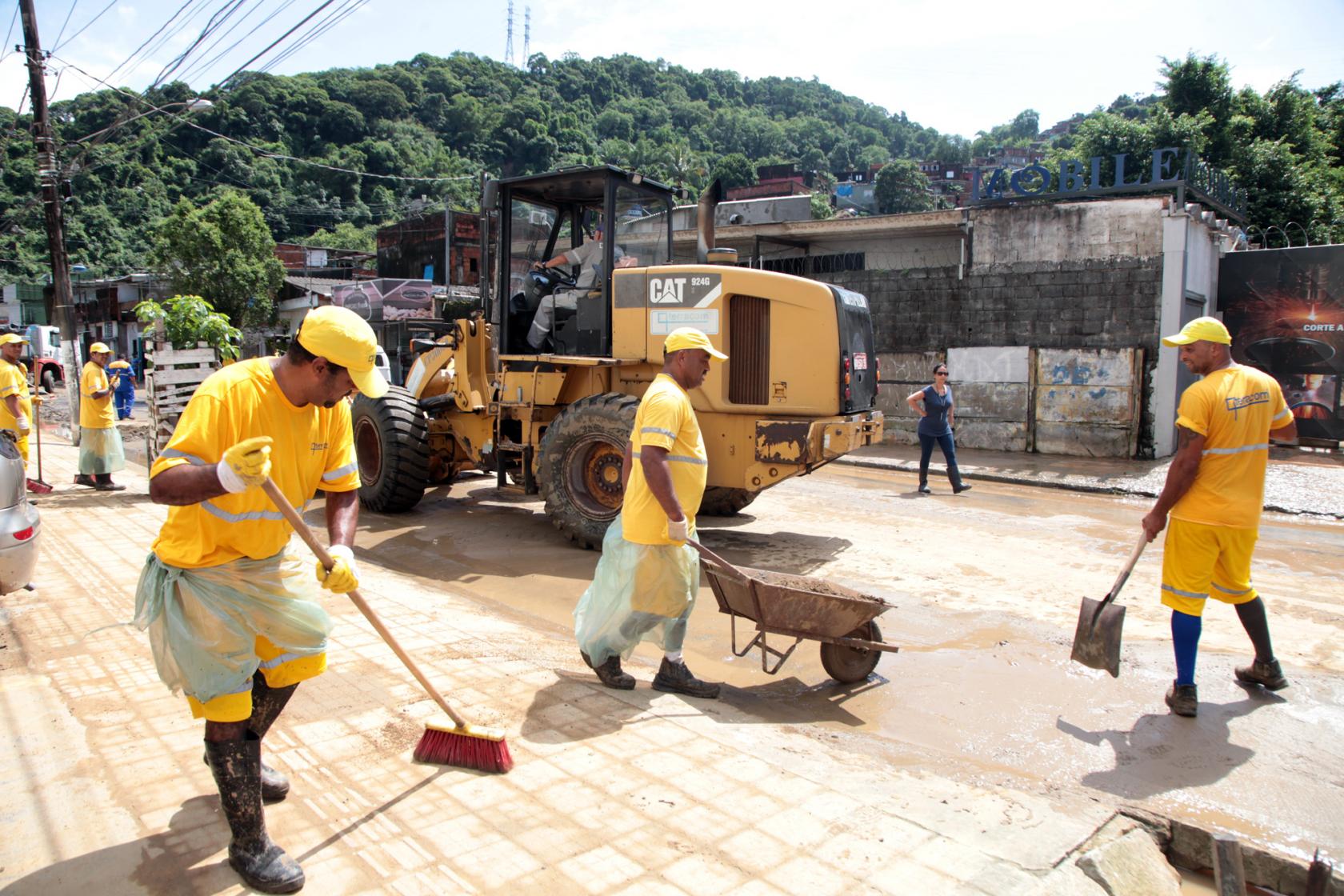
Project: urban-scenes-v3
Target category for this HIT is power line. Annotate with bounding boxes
[51,0,126,52]
[51,0,79,50]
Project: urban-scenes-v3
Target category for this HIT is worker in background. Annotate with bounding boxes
[1142,317,1297,716]
[574,326,727,700]
[107,354,136,421]
[75,342,126,492]
[0,333,40,475]
[136,305,387,894]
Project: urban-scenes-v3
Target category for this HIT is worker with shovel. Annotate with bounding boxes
[75,342,126,492]
[574,326,727,700]
[0,333,32,465]
[1144,317,1297,716]
[136,306,387,894]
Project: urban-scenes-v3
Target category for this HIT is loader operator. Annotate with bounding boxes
[527,222,638,352]
[0,333,40,465]
[136,306,387,894]
[574,326,727,700]
[1144,317,1297,716]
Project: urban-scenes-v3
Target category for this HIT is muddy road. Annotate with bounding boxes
[338,466,1344,857]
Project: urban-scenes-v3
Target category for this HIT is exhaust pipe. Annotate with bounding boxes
[695,178,723,265]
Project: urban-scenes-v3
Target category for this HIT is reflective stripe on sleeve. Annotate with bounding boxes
[1162,582,1208,601]
[200,501,285,522]
[322,463,359,482]
[1202,442,1269,454]
[158,449,208,466]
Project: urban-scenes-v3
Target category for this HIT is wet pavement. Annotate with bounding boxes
[0,432,1344,896]
[836,442,1344,518]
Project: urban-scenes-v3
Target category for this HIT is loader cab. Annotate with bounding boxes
[494,166,674,358]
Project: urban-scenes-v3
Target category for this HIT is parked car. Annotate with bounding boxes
[0,431,42,594]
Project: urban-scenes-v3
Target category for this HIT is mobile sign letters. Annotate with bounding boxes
[970,146,1246,222]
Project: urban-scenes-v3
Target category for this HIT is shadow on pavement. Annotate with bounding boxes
[520,672,886,744]
[1055,693,1283,799]
[0,795,230,896]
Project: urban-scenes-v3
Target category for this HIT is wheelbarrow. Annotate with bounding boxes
[690,542,901,684]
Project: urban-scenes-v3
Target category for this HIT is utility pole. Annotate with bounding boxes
[19,0,79,445]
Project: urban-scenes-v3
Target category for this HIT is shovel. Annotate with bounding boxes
[1071,532,1148,678]
[28,402,51,494]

....................

Copy all of the lines above word for word, leaving the pictures out.

> _Complete output_
Project: urban-scenes-v3
Target category for this HIT is power line. Annotate with bounding boxes
[51,0,126,52]
[51,0,79,50]
Project: urban-scenes-v3
Target category for this HIT is worker in background. Annotate with bounding boxes
[1142,317,1297,716]
[574,326,727,700]
[107,354,136,421]
[75,342,126,492]
[0,333,40,475]
[136,305,387,894]
Project: urban-scenes-v3
Target category for this HIT is worker with shovel. Annotate with bounding boxes
[75,342,126,492]
[574,326,727,700]
[0,333,32,465]
[1144,317,1297,716]
[136,306,387,894]
Project: urban-scenes-v3
Target category for this HIT is loader operator. Annotate with bounding boxes
[527,222,638,352]
[0,333,40,465]
[136,306,387,894]
[574,326,727,700]
[1144,317,1297,716]
Project: urban-scenes-v3
Target category for this HIT is muddy road. Annotate with bounding boxes
[338,466,1344,857]
Project: urban-scenes-v3
Target category for this HIT is exhaust pipe. Annotate with bounding boxes
[695,178,723,265]
Project: urban-scenes-v3
Target category for this HIT is reflective stripe on sleeve. Annotate with bounding boxes
[1162,582,1208,601]
[200,501,285,522]
[322,463,359,482]
[1202,442,1269,454]
[158,449,208,466]
Project: urban-scenes-v3
Target category for this HIT is wet pavement. Annotate with bounding boxes
[0,432,1344,896]
[836,442,1344,518]
Project: urban-scenes-v3
Target category for this HIT is loader cab. Annotate with bounding boxes
[494,166,674,358]
Project: urban-scenes-v3
Target category for this HIT is parked car. Annotate with bounding boxes
[0,431,42,594]
Project: urban-scenes-v3
Target category for this HIT is mobile sign letters. Annotate with bounding boxes
[970,146,1246,222]
Project: urban-scenes-v3
Target category for this HIT is shadow on pavement. Annotate with bounding boxes
[520,672,886,744]
[1055,693,1283,799]
[0,795,230,896]
Project: urban-scenes-v3
Target category for this HIT is wheelbarrow. Annotate with bounding boxes
[690,542,901,684]
Project: urban-scenes-v3
Target category for this HIT is utility pole. Annotate with bounding boxes
[19,0,79,445]
Project: urban-scenes-v3
Target category for this HIT is shovel. Annotate with bounding boxes
[1071,532,1148,678]
[28,402,51,494]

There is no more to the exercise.